### [EXERCISE DATA]
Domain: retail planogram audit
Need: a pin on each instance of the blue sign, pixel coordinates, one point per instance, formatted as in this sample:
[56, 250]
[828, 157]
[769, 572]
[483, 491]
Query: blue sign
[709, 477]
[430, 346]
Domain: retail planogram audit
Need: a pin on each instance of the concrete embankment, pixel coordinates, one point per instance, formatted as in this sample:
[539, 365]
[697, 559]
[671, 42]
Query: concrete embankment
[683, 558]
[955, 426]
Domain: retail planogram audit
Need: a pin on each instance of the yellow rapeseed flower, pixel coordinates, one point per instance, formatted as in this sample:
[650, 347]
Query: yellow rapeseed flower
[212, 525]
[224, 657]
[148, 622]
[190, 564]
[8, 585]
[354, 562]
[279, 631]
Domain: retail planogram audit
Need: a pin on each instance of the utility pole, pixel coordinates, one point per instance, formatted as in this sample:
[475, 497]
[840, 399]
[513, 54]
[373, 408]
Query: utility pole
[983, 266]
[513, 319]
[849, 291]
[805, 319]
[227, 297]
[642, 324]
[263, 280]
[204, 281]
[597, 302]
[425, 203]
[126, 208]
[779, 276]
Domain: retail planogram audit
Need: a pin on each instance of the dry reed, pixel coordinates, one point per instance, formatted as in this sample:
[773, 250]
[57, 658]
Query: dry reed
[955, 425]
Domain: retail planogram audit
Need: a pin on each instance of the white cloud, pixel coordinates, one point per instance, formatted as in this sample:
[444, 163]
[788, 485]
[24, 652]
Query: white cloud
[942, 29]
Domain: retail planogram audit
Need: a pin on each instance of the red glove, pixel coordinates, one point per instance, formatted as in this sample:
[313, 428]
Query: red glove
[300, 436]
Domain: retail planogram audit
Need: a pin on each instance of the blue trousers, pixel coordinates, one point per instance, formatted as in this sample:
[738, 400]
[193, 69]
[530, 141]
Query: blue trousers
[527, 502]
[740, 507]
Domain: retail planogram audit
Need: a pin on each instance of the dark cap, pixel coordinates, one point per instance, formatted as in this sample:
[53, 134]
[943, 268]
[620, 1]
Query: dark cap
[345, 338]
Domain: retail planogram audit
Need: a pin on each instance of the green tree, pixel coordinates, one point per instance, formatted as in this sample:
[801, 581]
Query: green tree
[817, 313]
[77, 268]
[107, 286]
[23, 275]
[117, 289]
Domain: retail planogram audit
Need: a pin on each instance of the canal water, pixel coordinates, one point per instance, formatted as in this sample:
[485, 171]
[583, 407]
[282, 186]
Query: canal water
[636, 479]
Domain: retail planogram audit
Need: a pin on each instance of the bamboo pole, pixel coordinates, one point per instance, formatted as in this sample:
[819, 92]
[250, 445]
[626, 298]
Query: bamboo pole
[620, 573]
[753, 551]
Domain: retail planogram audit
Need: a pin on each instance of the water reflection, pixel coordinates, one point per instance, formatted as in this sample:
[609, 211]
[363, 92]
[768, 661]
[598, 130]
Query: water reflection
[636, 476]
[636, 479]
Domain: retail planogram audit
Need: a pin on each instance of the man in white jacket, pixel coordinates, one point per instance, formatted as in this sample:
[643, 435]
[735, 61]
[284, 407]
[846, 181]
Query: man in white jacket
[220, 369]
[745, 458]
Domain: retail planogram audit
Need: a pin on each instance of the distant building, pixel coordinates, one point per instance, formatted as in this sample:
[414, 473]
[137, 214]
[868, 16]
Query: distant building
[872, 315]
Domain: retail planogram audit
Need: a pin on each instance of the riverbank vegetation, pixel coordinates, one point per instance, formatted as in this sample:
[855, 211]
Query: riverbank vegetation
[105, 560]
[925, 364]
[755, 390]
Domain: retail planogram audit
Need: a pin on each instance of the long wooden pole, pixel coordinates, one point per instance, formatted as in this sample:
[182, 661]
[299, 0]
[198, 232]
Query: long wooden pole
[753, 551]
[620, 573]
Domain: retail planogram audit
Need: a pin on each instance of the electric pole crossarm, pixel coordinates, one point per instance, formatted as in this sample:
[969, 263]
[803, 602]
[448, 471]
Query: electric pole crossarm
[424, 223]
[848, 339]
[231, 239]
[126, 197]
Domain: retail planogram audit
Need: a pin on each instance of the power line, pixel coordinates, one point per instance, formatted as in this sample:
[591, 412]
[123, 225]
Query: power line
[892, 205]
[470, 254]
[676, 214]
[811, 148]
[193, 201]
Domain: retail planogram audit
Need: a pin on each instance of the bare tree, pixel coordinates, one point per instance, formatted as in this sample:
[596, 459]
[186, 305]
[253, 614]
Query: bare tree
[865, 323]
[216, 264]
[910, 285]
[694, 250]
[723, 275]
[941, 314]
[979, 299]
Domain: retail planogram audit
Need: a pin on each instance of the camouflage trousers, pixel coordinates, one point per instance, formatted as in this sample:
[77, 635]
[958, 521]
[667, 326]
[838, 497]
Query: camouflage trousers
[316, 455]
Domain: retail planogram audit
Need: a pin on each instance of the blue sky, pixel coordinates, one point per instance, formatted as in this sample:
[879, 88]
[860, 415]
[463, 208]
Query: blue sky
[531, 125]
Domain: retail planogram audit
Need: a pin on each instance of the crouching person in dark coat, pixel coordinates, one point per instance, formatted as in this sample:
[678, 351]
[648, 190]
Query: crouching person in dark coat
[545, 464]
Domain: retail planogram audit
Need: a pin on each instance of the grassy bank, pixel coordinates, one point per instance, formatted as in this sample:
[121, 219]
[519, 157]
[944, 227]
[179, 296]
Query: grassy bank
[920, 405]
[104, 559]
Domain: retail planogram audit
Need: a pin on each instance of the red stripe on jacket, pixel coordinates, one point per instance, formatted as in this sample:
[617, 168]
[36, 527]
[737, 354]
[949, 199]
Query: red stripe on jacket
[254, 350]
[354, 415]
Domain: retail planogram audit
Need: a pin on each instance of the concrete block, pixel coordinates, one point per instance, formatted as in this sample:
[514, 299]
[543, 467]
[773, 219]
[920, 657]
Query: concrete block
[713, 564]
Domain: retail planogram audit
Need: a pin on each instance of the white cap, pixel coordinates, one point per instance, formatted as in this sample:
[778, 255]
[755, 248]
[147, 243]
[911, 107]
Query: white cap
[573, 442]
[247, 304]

### [EXERCISE OBJECTIVE]
From the records above, extract every entry exactly as given.

### [RESULT OF THE EXERCISE]
Domain: retail planogram audit
Need: a pin on each instance of the blue sign, pixel coordinates, one point per instance, formatted as in this sample:
[56, 250]
[828, 157]
[769, 572]
[483, 491]
Query: blue sign
[709, 477]
[430, 346]
Domain: retail planogram audit
Need: a pin on each instance of the concrete embankment, pixel coordinates, one point per instance, formatted as in this sample:
[539, 365]
[697, 559]
[671, 42]
Query: concrete embankment
[683, 558]
[955, 426]
Domain: retail planogram audit
Need: a pin on each instance of the yellow rapeseed flower, pixel coordinates, one point per instance, formatted as in this sample:
[650, 347]
Query: yellow rapeseed flower
[212, 525]
[224, 657]
[148, 622]
[190, 564]
[8, 585]
[354, 562]
[279, 631]
Domain: retail planogram audit
Need: a pin on each instance of the utility pole, pixel coordinates, one point per instance, formatted as in this sample:
[475, 497]
[840, 399]
[513, 54]
[373, 408]
Query: utility pole
[983, 266]
[513, 319]
[849, 291]
[805, 319]
[227, 297]
[642, 324]
[263, 280]
[204, 281]
[597, 302]
[425, 203]
[126, 208]
[779, 276]
Domain: retail planogram audit
Need: a pin on each instance of the dry reed, pixel coordinates, one point per instance, formatted as in this sample:
[773, 250]
[57, 658]
Query: dry reed
[955, 425]
Domain: retail planogram audit
Need: a pin on each instance of the white cloud, pixel coordinates, one point per instance, formatted as in this sample:
[444, 163]
[788, 485]
[24, 652]
Query: white cloud
[942, 29]
Domain: retail planogram audit
Need: a pin on each instance of the red glove, pixel coordinates, one point per instance, formatted as in this sample:
[313, 428]
Query: red glove
[300, 436]
Domain: retail planogram audit
Need: a pin on each instance of the blue trousers, pixel coordinates, one point per instance, formatted as in this sample:
[738, 400]
[193, 69]
[530, 141]
Query: blue trousers
[527, 502]
[740, 507]
Domain: retail planogram audit
Need: a pin on each instance of the dark cap, pixel coordinates, one point per instance, formatted as in this sample:
[53, 134]
[943, 268]
[620, 1]
Query: dark cap
[345, 338]
Domain: retail planogram audit
Need: a pin on each instance of the green tree, pixel coordinates, one point per instance, formatted as in this sample:
[801, 581]
Query: green tree
[817, 313]
[77, 268]
[107, 286]
[23, 275]
[117, 289]
Domain: retail planogram audit
Need: a pin on each instance of the canal water, pixel coordinates, one point per instance, formatted as in this sample:
[485, 171]
[583, 407]
[282, 186]
Query: canal water
[636, 479]
Domain: retail planogram audit
Need: a pin on each instance of the bamboo pole, pixel coordinates, one point per instance, formatted as in this sample:
[819, 92]
[250, 445]
[626, 298]
Query: bamboo pole
[620, 573]
[753, 551]
Domain: retail planogram audit
Need: a pin on each instance of the water reflection, pixel coordinates, one point per instance, formatted as in this sample:
[609, 211]
[363, 92]
[768, 661]
[598, 130]
Query: water reflection
[636, 476]
[636, 479]
Domain: retail planogram audit
Need: a pin on each instance of the man in white jacket, pixel coordinates, one point per instance, formatted as in this sample:
[643, 435]
[735, 61]
[284, 407]
[846, 181]
Query: man in white jacket
[220, 369]
[745, 458]
Domain: retail planogram audit
Need: a pin on each instance of the distant building, pixel coordinates, one point per instance, formatted as in this sample:
[414, 473]
[137, 214]
[868, 16]
Query: distant building
[872, 315]
Domain: retail planogram audit
Need: a pin on each instance of the riverbank vegetation, pixel coordinates, one point per instance, formatted as in this sample:
[855, 211]
Query: riverbank vegetation
[105, 560]
[925, 364]
[755, 390]
Domain: retail planogram audit
Need: a pin on each instance of the long wooden pole, pixel coordinates, one point per instance, formatted as in this sample:
[182, 661]
[299, 0]
[198, 232]
Query: long wooden pole
[753, 551]
[620, 573]
Domain: retail planogram audit
Need: a pin on each instance of the electric pole crossarm, pixel coordinates, one point per instance, formatted as in this sample:
[969, 263]
[803, 602]
[448, 471]
Query: electric pole crossarm
[424, 223]
[848, 339]
[231, 239]
[126, 197]
Domain: retail planogram audit
Need: a pin on each instance of the power line, pixel coordinates, one point per instance, formatted as in this sample:
[591, 412]
[123, 225]
Query: power line
[892, 205]
[470, 254]
[676, 214]
[811, 148]
[193, 201]
Domain: retail planogram audit
Need: a pin on each instance of the bare tree, pixel coordinates, one point per instance, formatted as in this sample:
[596, 459]
[186, 305]
[253, 614]
Query: bare tree
[865, 323]
[216, 264]
[910, 285]
[694, 250]
[723, 275]
[941, 314]
[979, 299]
Domain: retail planogram audit
Need: a pin on each instance of the camouflage trousers, pixel coordinates, one point per instance, formatted as in this sample:
[77, 635]
[958, 521]
[667, 326]
[838, 497]
Query: camouflage trousers
[316, 455]
Domain: retail planogram audit
Need: a pin on each instance of the blue sky, pixel coordinates, one point per instance, formatted as in this sample:
[879, 88]
[860, 415]
[463, 208]
Query: blue sky
[531, 125]
Domain: retail planogram audit
Need: a pin on each instance of the crouching person in dark coat, pixel coordinates, one point per instance, formatted as in this sample:
[678, 351]
[648, 190]
Query: crouching person in dark coat
[545, 464]
Domain: retail planogram audit
Need: a pin on each instance of the grassy bank, pixel coordinates, one point per instance, formatted as in this sample:
[121, 219]
[519, 157]
[944, 227]
[179, 296]
Query: grassy bank
[920, 405]
[104, 559]
Domain: retail planogram audit
Need: a pin on each instance of the red stripe on jacket, pixel coordinates, one point per instance, formatted as in this sample:
[617, 168]
[36, 527]
[737, 354]
[949, 199]
Query: red stripe on jacket
[254, 350]
[354, 415]
Domain: retail planogram audit
Need: a pin on each instance of the concrete block, pixel coordinates, one point per instance, formatted as in this sample:
[514, 299]
[543, 467]
[773, 219]
[920, 657]
Query: concrete block
[713, 564]
Domain: retail planogram audit
Need: a pin on each instance of the white cap, pixel coordinates, one point per instance, formatted as in this sample:
[778, 255]
[755, 248]
[147, 243]
[911, 107]
Query: white cap
[573, 442]
[247, 304]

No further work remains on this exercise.